[Stored items from a collection]
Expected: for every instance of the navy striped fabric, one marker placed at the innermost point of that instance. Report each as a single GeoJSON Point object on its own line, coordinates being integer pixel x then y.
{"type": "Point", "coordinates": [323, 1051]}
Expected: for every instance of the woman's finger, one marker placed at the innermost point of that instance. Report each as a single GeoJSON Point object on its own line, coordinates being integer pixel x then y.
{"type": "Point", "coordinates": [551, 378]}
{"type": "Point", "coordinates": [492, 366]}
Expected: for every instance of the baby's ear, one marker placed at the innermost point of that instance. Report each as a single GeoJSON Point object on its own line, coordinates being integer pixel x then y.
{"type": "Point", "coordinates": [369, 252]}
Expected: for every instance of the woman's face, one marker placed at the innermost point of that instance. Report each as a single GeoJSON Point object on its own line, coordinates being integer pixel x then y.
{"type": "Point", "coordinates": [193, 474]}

Problem to solve
Write out every entry exactly as given.

Correct output
Expected: for every instance of the navy striped fabric, one marker placed at the innermost point of that instance. Report each as a single GeoJSON Point object on its own line, coordinates being integer pixel x then y.
{"type": "Point", "coordinates": [323, 1051]}
Expected: for every instance of the woman's finger, one marker placed at the innermost point of that instance. Report each as a single GeoJSON Point object on its own line, coordinates being integer pixel x then y.
{"type": "Point", "coordinates": [551, 378]}
{"type": "Point", "coordinates": [492, 366]}
Expected: for every instance of the baby's ear, one marker placed at the innermost point of that instance. Report each as a single GeoJSON Point object on its own line, coordinates being integer pixel x then y.
{"type": "Point", "coordinates": [369, 252]}
Expected: for every instance of the woman's face, one marker placed at the innermost point of that instance. Report each as a single GeoJSON Point object on its own line, coordinates being integer pixel x then y.
{"type": "Point", "coordinates": [193, 474]}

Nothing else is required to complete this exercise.